Named object pointing entries
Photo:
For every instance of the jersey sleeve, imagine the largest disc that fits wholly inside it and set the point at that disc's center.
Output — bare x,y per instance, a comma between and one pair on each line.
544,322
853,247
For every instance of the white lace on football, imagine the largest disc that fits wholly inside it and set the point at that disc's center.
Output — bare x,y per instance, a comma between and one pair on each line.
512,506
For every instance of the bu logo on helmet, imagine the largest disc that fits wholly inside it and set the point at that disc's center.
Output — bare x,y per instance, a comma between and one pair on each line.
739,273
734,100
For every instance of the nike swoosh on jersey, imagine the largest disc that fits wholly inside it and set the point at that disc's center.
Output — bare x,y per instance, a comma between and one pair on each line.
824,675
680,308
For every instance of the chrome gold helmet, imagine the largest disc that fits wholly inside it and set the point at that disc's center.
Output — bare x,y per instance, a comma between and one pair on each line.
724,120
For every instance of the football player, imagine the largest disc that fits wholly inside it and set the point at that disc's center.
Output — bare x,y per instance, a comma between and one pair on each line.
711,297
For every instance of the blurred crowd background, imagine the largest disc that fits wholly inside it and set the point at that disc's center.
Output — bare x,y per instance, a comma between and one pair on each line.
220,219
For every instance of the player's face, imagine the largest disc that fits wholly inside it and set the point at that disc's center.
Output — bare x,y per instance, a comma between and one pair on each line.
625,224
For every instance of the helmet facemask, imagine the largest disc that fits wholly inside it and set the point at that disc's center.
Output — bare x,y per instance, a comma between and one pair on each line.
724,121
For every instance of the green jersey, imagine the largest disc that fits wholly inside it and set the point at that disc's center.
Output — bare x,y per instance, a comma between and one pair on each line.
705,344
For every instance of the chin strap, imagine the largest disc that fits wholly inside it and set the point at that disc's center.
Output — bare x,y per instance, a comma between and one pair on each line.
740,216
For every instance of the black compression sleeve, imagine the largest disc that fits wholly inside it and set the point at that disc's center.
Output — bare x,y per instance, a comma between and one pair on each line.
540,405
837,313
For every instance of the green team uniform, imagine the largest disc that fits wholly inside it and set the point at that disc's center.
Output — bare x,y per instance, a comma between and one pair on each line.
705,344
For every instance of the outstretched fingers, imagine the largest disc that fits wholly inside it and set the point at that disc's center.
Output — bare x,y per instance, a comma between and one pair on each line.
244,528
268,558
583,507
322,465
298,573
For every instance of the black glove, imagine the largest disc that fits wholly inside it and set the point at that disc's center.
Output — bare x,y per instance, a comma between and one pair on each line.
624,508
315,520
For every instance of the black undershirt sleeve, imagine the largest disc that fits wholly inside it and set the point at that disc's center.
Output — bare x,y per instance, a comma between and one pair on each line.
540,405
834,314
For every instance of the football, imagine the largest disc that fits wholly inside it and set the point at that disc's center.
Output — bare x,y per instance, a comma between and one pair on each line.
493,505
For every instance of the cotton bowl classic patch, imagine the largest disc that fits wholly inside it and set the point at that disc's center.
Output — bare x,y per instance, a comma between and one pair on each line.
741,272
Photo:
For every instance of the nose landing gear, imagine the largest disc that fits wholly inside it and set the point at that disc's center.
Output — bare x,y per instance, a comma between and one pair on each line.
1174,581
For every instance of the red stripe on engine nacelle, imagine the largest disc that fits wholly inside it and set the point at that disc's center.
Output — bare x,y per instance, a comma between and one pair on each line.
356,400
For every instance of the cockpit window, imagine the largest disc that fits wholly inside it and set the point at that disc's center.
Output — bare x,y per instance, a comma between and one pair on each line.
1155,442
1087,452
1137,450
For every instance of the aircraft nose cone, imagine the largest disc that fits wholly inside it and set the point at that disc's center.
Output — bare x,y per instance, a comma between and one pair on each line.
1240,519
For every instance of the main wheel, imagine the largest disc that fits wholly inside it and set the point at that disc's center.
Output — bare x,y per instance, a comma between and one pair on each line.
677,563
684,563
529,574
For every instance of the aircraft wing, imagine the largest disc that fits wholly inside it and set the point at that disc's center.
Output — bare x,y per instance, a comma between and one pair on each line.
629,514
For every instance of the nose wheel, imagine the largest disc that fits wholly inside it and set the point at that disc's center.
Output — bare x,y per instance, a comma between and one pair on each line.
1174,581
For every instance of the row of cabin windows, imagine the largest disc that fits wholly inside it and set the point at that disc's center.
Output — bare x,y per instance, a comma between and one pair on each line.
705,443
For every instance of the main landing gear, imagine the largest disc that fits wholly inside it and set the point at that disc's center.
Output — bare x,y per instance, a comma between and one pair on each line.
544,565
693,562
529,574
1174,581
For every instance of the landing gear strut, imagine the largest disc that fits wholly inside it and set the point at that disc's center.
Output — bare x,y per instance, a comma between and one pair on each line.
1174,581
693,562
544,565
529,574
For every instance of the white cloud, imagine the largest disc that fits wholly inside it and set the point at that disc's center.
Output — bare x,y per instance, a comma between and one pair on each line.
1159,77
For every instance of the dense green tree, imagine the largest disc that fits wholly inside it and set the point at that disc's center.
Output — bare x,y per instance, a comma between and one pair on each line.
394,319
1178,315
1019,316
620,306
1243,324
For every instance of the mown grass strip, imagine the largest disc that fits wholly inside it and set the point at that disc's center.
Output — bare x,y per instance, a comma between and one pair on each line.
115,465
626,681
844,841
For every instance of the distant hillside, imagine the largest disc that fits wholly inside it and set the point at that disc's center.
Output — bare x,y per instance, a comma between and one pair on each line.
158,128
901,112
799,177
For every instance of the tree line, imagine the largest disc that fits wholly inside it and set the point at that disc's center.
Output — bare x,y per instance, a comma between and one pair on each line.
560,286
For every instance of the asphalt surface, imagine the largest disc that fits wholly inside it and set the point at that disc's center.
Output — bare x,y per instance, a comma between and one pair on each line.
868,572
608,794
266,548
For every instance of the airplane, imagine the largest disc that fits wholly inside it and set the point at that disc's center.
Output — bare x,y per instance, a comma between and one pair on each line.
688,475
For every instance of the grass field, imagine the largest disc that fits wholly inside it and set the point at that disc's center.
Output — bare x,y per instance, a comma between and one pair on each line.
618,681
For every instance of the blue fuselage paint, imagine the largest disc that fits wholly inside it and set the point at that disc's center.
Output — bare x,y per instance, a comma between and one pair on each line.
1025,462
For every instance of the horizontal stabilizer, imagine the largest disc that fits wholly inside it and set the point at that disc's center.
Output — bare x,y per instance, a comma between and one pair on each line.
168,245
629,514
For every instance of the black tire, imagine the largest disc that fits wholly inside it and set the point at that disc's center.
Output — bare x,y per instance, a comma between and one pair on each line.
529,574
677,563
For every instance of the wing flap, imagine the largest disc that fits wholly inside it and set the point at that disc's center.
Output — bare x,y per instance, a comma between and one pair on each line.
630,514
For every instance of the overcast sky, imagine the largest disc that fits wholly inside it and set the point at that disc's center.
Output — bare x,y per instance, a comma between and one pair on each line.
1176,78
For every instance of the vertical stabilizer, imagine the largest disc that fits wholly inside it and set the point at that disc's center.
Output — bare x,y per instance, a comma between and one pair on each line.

:: INSTRUCTIONS TO FOLLOW ::
Once more, set down the full listing, verbatim.

:: RIGHT ANSWER ::
Photo:
For every instance of the jersey sleeve, imagine the largest disc that fits wholly inside it and set the point at that disc's center.
Output — bare x,y per instance, a comma between and one pair on each line.
544,322
853,247
For every instance of the white lace on football, imagine the largest disc that fits wholly inside it and set the point at that disc's center.
Output — bare x,y per instance, a comma between and one pair on each line.
512,506
For every instance of the bu logo on helmet, imagine the largest disc that fits wholly inside it and set the point at that disc's center.
Output — bare x,y per instance, a comma between and one pair on each line.
739,273
734,100
For every instance of the nike swoosh on jersey, imagine the largest disc that fits wholly inside it and set the point at that disc's center.
Output — bare x,y per instance, a comma between and one pair on each line.
824,675
680,308
For every instance of the chrome gold helmet, imagine the largest disc that fits wholly inside it and set the point at that disc's center.
Output — bare x,y per instance, a comma between and one pair on each line.
724,120
For every instance of the football player, imagine the largest disc that fits wholly inside it and set the point at that disc's center.
Output — bare x,y per instance, a comma between and one pair on each line.
711,297
For every instance of the blurred crowd background, imagine the largest disc that fits wholly inside it and set the point at that disc's center.
Output — bare x,y per instance, a comma between and one pair on each line.
220,219
For every instance of the player's face, imagine the largest disc that fits wholly inside it and set the point at that disc's center.
Output — bare x,y per instance, a comma between and one pair on each line.
625,224
For every instance of the helmet facemask, imagine the largest disc that fits wholly inside it and set the point at that disc's center.
Output — bare x,y per instance, a comma between and one pair on each line.
724,121
For every instance of the green jersey, imagine the largest disc that fits wholly inside it and set the point at that disc's center.
Output — bare x,y per instance, a comma between and one pair on each line.
705,344
For every instance of the chin strap, imagine the largest disc that fits wholly inside it and set the point at that disc's center.
Output — bare x,y per instance, a comma between and one pair on each line.
740,216
For every instance of the black compression sleeve, imagine the largest disc that fits wholly inside it and set the point at that disc's center.
Output — bare x,y per instance, a comma between and one pair on each line.
540,405
837,313
For every instance of the green team uniform, imagine the largest disc that fits wholly inside it and set the point at that disc's center.
Output — bare x,y per instance, a comma between and one pair on each line.
705,344
For every instance of the outstretched fingers, imagine the largest disc that fits wholly inside it and set the point at that disc's center.
Output — bare x,y per instance, a comma between and one pair on each line.
244,528
268,558
583,507
322,465
298,573
For every instance of the black glove, imagine the largest disc that fits wholly inside it and set the point at that disc's center.
Output — bare x,y per instance, a comma between and one pair on each line.
624,508
315,520
For every instance of the black undershirt sleeve, imagine the largest disc that fits wholly inside it and set the point at that disc's center.
Output — bare x,y per instance, a comma between and one pair on each line.
540,405
834,314
For every instance of the football, imagine the largest disc that fits wholly inside it and set the point at that disc's center.
Output — bare x,y per instance, a comma between and one pair on each line.
493,505
For every instance of the cotton bowl classic patch, imagine the largest disc that fits wholly inside it and set the point at that disc's center.
Output — bare x,y per instance, a comma between and one pair on each line.
741,272
Photo:
For every instance of the nose landing gear, imagine the largest disc that fits wholly inside it and set the point at that disc's center.
Output — bare x,y per instance, a comma between and one pair on each line.
1174,581
For every instance of the red stripe on engine nacelle, imagine the largest disc that fits wholly inside it and set the point at that disc's center.
Output — bare x,y per instance, a comma between and one pair on each line.
356,400
For every instance of the cockpit window, imagine the largest disc that fits wholly inside it and set the point at that disc's center.
Output — bare x,y per instance, a comma between and one pair on each line.
1155,442
1087,452
1137,450
For every instance of the aircraft nose cone, imagine the largest disc that fits wholly inside it and set the point at that disc's center.
Output — bare x,y per instance, a comma between and one pair on each line.
1240,519
For every instance of the main wheel, imagine the largest disc that fits wholly inside it and set the point at that disc's center.
Output — bare x,y per instance, a comma between and one pair on each line.
677,563
684,563
529,574
For every instance of the aircraft wing, imagine the largest disc that fits wholly inside it and set the point at that disc's center.
Output — bare x,y per instance, a comma between and one pair on each line.
629,514
For every instance of the nose wheel, imagine the largest disc that fits wholly inside it and set the point at that disc's center.
Output — bare x,y per instance, a comma between and one pair on each line.
1174,581
For every instance of the row of cabin windows, imagine the largest disc that fits wholly inside it and set the point at that disc's center.
Output — bare x,y per instance, a comma between and one pair on each line.
705,443
For every instance of the main landing gear, imagine the largest disc that fits wholly inside it and set the point at that disc's center.
Output — bare x,y per instance, a comma between and one pair on each line.
544,565
693,562
529,574
1174,581
For every instance of the landing gear strut, imagine the largest disc that fits wholly inside it and set the point at that disc's center.
Output — bare x,y per instance, a comma between and one pair on each line.
1174,581
693,562
544,565
529,574
For every instance of the white cloud, imagine the largest disc that fits wholly inside it and set the point at that disc's center.
Output — bare x,y per instance, a comma between and one pair on each line.
1159,77
For every instance of the dense green tree, imagine the largest disc that fits wholly inside it and set the point at that disc's center.
Output — bare x,y per instance, a comma between and one pair on each line.
394,319
1178,315
1019,316
620,306
1243,324
For every instance of the mown grass strip, imagine the largest disc that fits wholly inside it and set the point at that disc's center.
Output — bare x,y per instance, a comma between and one pair on each line.
115,465
626,681
844,841
For every instance of the distant hillside, imagine the largest disc that fits wholly inside it and set the point at that disc's center.
Output — bare x,y per instance, a comma between and one pair on each line.
158,128
901,112
799,177
For every instance of the tree line, imagine the largest disc that fits wholly inside it and set the point at that disc's center.
Output — bare x,y per instance, a comma between and one pair on each line.
560,286
For every instance of the asphalt surface, imagine the largest disc that fits wholly inside it and set the point at that disc's center.
Output — bare x,y per instance, a comma between and one pair on each line.
868,572
608,794
266,548
For every instance of the airplane, imagine the largest disc that fits wholly inside it and set the point at that disc's center.
Output — bare x,y per instance, a comma between and one pair on each line.
688,475
For every instance of the grass field, imagine the largest disc that fits wholly inside it and set the point at that disc's center.
Output — bare x,y per instance, a comma between and one pair on each line.
618,681
For every instance of the blue fuselage paint, imagine the largest disc that fits wholly inside it and set the point at that disc's center.
Output — bare x,y per instance, a comma between and one pair on each line.
1025,462
For every instance of the horizontal stabilizer, imagine the largest disc that fits wholly inside it and set the point at that disc's center.
Output — bare x,y per instance, a comma between and one pair on each line.
168,245
629,514
For every instance of the black tire, imagine the largest disc that fits wholly inside it and set the point at that disc's center.
Output — bare x,y per instance, a comma between and one pair on each line.
529,574
677,563
For every instance of the wing flap, imagine the largest disc that fits wholly inside it and set the point at that disc's center.
Output — bare x,y per instance, a comma between and one pair on each line.
630,514
For every instance of the overcast sky, imagine the largest disc that fits wholly inside it and set the point at that disc's center.
Output — bare x,y per instance, a comma between and one pair on each line.
1176,78
For every instance of the vertical stabilizer, imagine the largest disc that fits wholly inside it and set the point at that disc's center.
Output — bare x,y per instance, a comma between and one pair on each line.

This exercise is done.